[Object point labels]
★ ★ ★ ★ ★

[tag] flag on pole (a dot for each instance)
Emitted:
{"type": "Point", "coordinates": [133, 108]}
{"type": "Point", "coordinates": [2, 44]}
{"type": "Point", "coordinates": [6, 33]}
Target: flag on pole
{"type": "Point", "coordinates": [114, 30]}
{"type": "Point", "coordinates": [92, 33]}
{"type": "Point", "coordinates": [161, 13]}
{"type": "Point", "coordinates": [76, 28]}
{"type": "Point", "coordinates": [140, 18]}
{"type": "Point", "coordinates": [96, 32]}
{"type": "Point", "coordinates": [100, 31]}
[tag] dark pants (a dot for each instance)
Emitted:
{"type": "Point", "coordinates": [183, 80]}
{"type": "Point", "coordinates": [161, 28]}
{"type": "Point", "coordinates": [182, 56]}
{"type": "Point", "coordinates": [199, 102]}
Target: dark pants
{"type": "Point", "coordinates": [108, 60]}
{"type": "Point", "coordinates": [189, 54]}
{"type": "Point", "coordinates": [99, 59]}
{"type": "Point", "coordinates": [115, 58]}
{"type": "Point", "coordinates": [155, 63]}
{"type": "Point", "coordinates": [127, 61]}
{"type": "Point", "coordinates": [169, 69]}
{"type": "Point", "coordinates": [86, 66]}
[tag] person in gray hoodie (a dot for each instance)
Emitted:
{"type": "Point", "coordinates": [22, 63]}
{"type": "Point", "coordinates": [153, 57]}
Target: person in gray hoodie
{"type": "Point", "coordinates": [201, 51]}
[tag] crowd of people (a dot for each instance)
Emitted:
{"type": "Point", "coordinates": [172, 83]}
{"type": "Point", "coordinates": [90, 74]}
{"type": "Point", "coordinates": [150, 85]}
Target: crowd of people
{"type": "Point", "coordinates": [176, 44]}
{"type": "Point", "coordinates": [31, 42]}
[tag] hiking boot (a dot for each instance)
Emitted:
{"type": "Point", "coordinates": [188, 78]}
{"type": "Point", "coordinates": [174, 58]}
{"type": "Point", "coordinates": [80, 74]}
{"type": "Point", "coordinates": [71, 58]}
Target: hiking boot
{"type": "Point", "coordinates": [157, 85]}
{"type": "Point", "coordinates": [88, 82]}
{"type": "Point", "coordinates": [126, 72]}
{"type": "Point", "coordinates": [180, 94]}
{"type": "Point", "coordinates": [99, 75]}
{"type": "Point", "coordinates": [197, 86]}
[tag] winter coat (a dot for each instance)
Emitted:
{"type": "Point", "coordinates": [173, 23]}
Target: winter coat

★ ★ ★ ★ ★

Direction: Copy out all of the lines above exactly.

Result of the task:
[tag] flag on pole (a dot for each instance)
Emitted:
{"type": "Point", "coordinates": [133, 108]}
{"type": "Point", "coordinates": [2, 44]}
{"type": "Point", "coordinates": [6, 33]}
Target: flag on pole
{"type": "Point", "coordinates": [114, 30]}
{"type": "Point", "coordinates": [92, 33]}
{"type": "Point", "coordinates": [161, 13]}
{"type": "Point", "coordinates": [76, 28]}
{"type": "Point", "coordinates": [140, 18]}
{"type": "Point", "coordinates": [96, 32]}
{"type": "Point", "coordinates": [100, 31]}
[tag] dark pants (a dot for each instance)
Emitted:
{"type": "Point", "coordinates": [183, 80]}
{"type": "Point", "coordinates": [161, 28]}
{"type": "Point", "coordinates": [182, 56]}
{"type": "Point", "coordinates": [199, 102]}
Target: dark pants
{"type": "Point", "coordinates": [108, 60]}
{"type": "Point", "coordinates": [189, 54]}
{"type": "Point", "coordinates": [99, 59]}
{"type": "Point", "coordinates": [115, 58]}
{"type": "Point", "coordinates": [155, 63]}
{"type": "Point", "coordinates": [127, 61]}
{"type": "Point", "coordinates": [169, 69]}
{"type": "Point", "coordinates": [86, 66]}
[tag] person in gray hoodie (a dot for each instance)
Emitted:
{"type": "Point", "coordinates": [22, 63]}
{"type": "Point", "coordinates": [153, 57]}
Target: person in gray hoodie
{"type": "Point", "coordinates": [201, 51]}
[tag] crowd of people (a dot for each instance)
Emitted:
{"type": "Point", "coordinates": [172, 83]}
{"type": "Point", "coordinates": [90, 74]}
{"type": "Point", "coordinates": [150, 85]}
Target: crowd of people
{"type": "Point", "coordinates": [176, 44]}
{"type": "Point", "coordinates": [31, 42]}
[tag] hiking boot (a dot for each instance)
Emitted:
{"type": "Point", "coordinates": [188, 78]}
{"type": "Point", "coordinates": [174, 58]}
{"type": "Point", "coordinates": [80, 74]}
{"type": "Point", "coordinates": [71, 58]}
Target: hiking boot
{"type": "Point", "coordinates": [157, 85]}
{"type": "Point", "coordinates": [88, 82]}
{"type": "Point", "coordinates": [126, 72]}
{"type": "Point", "coordinates": [180, 94]}
{"type": "Point", "coordinates": [99, 75]}
{"type": "Point", "coordinates": [197, 86]}
[tag] winter coat (a dot for each instance)
Emitted:
{"type": "Point", "coordinates": [173, 23]}
Target: winter coat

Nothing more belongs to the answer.